▶ The problem
Line by line, copy the records below exactly and leave the pictures out.

[Image point grounding data]
***
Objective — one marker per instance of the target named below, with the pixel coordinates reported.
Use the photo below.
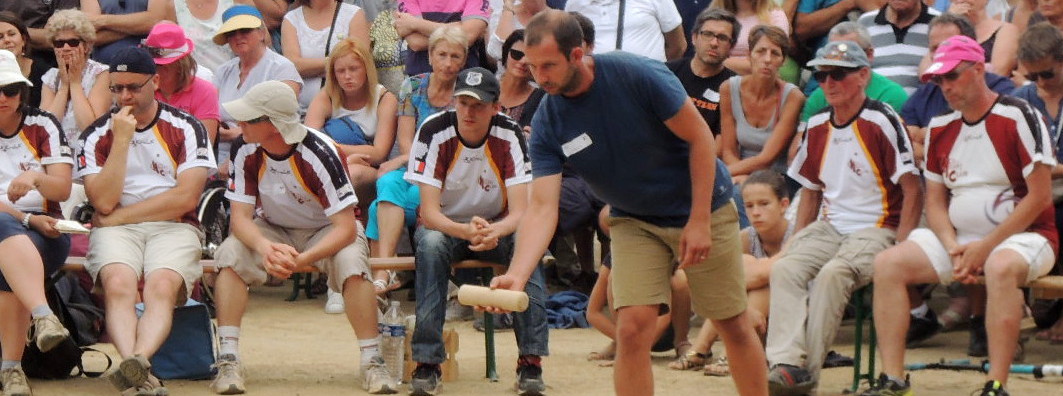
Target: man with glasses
(989, 209)
(856, 161)
(292, 207)
(714, 34)
(144, 166)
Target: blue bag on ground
(188, 353)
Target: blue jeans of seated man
(435, 254)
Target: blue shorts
(393, 189)
(53, 251)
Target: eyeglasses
(709, 35)
(951, 75)
(836, 74)
(11, 90)
(133, 88)
(73, 42)
(1047, 74)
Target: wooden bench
(1045, 287)
(390, 263)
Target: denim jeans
(435, 254)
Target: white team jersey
(299, 191)
(473, 179)
(38, 142)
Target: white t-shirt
(473, 179)
(984, 166)
(174, 142)
(857, 166)
(311, 45)
(299, 191)
(38, 142)
(51, 79)
(645, 22)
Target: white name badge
(576, 144)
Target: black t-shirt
(704, 91)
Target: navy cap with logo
(133, 59)
(477, 83)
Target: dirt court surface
(293, 348)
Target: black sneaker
(979, 342)
(993, 389)
(529, 376)
(426, 380)
(789, 380)
(922, 328)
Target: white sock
(370, 348)
(921, 311)
(229, 341)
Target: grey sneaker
(230, 378)
(131, 373)
(376, 380)
(887, 386)
(151, 386)
(48, 332)
(14, 382)
(426, 380)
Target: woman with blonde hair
(749, 14)
(178, 84)
(76, 91)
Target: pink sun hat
(168, 44)
(950, 53)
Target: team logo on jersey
(473, 79)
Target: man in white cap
(856, 160)
(292, 207)
(481, 156)
(989, 210)
(144, 166)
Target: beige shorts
(644, 255)
(146, 247)
(1032, 246)
(352, 260)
***
▶ Result for this exercise
Objective — one marker per instance of the target named below, with the pixel coordinates reported.
Use the photo below.
Target: man with glasses
(989, 209)
(856, 161)
(292, 207)
(714, 34)
(144, 166)
Target: blue bag on ground
(188, 353)
Target: blue jeans of seated man
(435, 254)
Target: blue shorts
(393, 189)
(53, 251)
Target: eyeglasses
(709, 35)
(951, 75)
(836, 74)
(11, 90)
(133, 88)
(73, 42)
(1047, 74)
Target: wooden bench
(1045, 287)
(390, 263)
Target: denim jeans
(435, 254)
Target: white team jersey
(299, 191)
(473, 179)
(38, 142)
Target: white t-shirt
(473, 179)
(984, 166)
(174, 142)
(857, 166)
(311, 45)
(299, 191)
(38, 142)
(51, 79)
(645, 22)
Target: white name badge
(576, 144)
Target: black t-shirt
(704, 91)
Target: navy cap with logo
(133, 59)
(477, 83)
Target: dirt court surface
(293, 348)
Target: black sneaker
(979, 342)
(993, 389)
(529, 376)
(426, 380)
(789, 380)
(922, 328)
Target: white sock
(370, 348)
(921, 311)
(229, 341)
Target: grey sneaker
(230, 378)
(131, 373)
(376, 380)
(887, 386)
(151, 386)
(48, 332)
(14, 382)
(426, 380)
Target: woman with blonde hair
(749, 14)
(178, 84)
(76, 91)
Target: pink sun hat
(168, 44)
(950, 53)
Target: team logo on jersey
(473, 79)
Target: man in white cap
(856, 160)
(292, 207)
(481, 156)
(989, 210)
(144, 166)
Target: beige shorts
(644, 255)
(146, 247)
(1032, 246)
(352, 260)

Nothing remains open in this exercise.